A band called Teeph, in from Chico, California, are packing up their gear after playing an intense set at the Kraken in the University District. Before them, heavy fuzz duo Noise-a-Tron had blown the show open with their wall of feedback and distorted melody. People are visibly exhausted.

"I don't wanna play," jokes Demian Johnston, leaning against a table by the bar. His band Great Falls is headlining. Johnston and bassist Shane Mehling talk through the logistics of stringing hammocks across the stage and taking naps for the audience. Sleep as performance art. Ten minutes later, though, they've taken the stage, and Johnston is screaming the skin off his lungs while Mehling hurls himself into the crowd, bass and all, as they break into "Wound Instructions"—a scorching track from the band's magnificently brutal 2013 full-length Accidents Grotesque.

As the crowd pulls itself out of its stupor, gleefully pushing Mehling around in front of the stage, the trio (rounded out by drummer Phil Petrocelli) plays a mix of older tracks and new material from an album they haven't even recorded yet. This as-yet-unnamed full-length is entirely written—they're using a string of June and July dates to fine-tune their parts before laying them down for good in the studio with longtime producer Jeff McNulty this August. The rawness of the songs only accentuates their punishing live presentation, making for some of their best shows to date.

"[Playing live] helps me work out stuff," explains Johnston, the band's guitarist/vocalist. "I've got the lines, and I sorta know how I want to do them, but things always change live. And sometimes—maybe because I'm out of breath or something—I'll deliver something slightly different, and in the back of my head, I'll say, 'That was awesome, I should remember how I did that.' Writing in the bubble is fine, but you play [new songs] in front of people, and you realize there are little things that could be more effective," he adds. "So hopefully we can play most of the record at shows at least once before we end up recording."

Great Falls' songs seem to have a mind of their own when thrown in the blender with the band's almost unparalleled live energy. Mehling's near-psychotic "stage" presence (he often finds himself on the floor, getting personal with the audience) is legendary, and his back-and-forth rocking to begin each set has become a warning flare to signal the band's unruly intentions. Johnston speed-picks contortionist riffs with an ice-cold calm and then shatters the air with his piercing scream. Petrocelli is deceptively hard-hitting, working a massive eight-cymbal kit with unbelievable precision.

☆ ☆ ☆ ☆ ☆ ☆ ☆

> **Given request**
Rewrite the passage of the Great Falls piece starting at "As the crowd" and ending at "shows to date.", putting "veteran" in place of "longtime".

> **Dataset content**

☆ ☆ ☆ ☆ ☆ ☆ ☆

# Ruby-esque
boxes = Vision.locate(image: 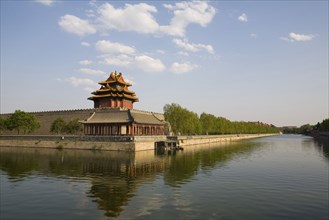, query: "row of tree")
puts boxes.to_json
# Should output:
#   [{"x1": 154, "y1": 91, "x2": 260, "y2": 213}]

☆ ☆ ☆ ☆ ☆ ☆ ☆

> **Correct output**
As the crowd pulls itself out of its stupor, gleefully pushing Mehling around in front of the stage, the trio (rounded out by drummer Phil Petrocelli) plays a mix of older tracks and new material from an album they haven't even recorded yet. This as-yet-unnamed full-length is entirely written—they're using a string of June and July dates to fine-tune their parts before laying them down for good in the studio with veteran producer Jeff McNulty this August. The rawness of the songs only accentuates their punishing live presentation, making for some of their best shows to date.